**What you should do:**
Throughout the listing that follows, find each line with the word "instance" and copy it.

**Exercise data:**
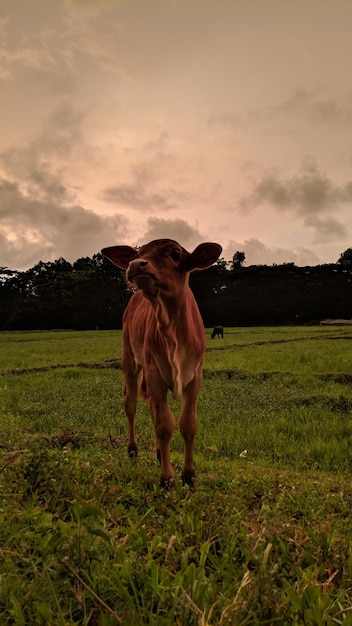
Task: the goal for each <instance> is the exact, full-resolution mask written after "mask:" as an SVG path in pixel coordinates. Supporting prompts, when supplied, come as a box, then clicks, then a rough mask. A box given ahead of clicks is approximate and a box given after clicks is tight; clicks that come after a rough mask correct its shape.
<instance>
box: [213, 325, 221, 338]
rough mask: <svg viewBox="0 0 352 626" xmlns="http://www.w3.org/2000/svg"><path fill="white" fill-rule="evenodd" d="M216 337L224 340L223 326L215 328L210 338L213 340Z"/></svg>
mask: <svg viewBox="0 0 352 626" xmlns="http://www.w3.org/2000/svg"><path fill="white" fill-rule="evenodd" d="M217 335H219V337H220V335H221V337H222V338H224V327H223V326H215V327H214V330H213V332H212V333H211V338H212V339H214V337H216V336H217Z"/></svg>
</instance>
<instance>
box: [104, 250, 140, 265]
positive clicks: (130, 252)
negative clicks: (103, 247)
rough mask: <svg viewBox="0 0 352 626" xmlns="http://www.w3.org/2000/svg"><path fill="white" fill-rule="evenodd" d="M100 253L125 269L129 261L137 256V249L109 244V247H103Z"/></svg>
mask: <svg viewBox="0 0 352 626" xmlns="http://www.w3.org/2000/svg"><path fill="white" fill-rule="evenodd" d="M101 253H102V254H103V255H104V256H106V258H107V259H109V261H111V262H112V263H114V265H117V267H119V268H120V269H122V270H126V269H127V268H128V265H129V263H130V261H133V259H135V258H137V256H138V253H137V251H136V250H135V249H134V248H131V247H130V246H111V247H110V248H103V249H102V251H101Z"/></svg>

**Exercise output:**
Task: the goal for each <instance> is the exact, full-resolution mask written after "mask:" as an SVG path in pixel coordinates. Supporting prompts, when supplied, come as a box, then clicks, then a rough mask. A box given ahead of clicks is approximate and a box given after clicks is tight; clicks that come after a rough mask correct its shape.
<instance>
</instance>
<instance>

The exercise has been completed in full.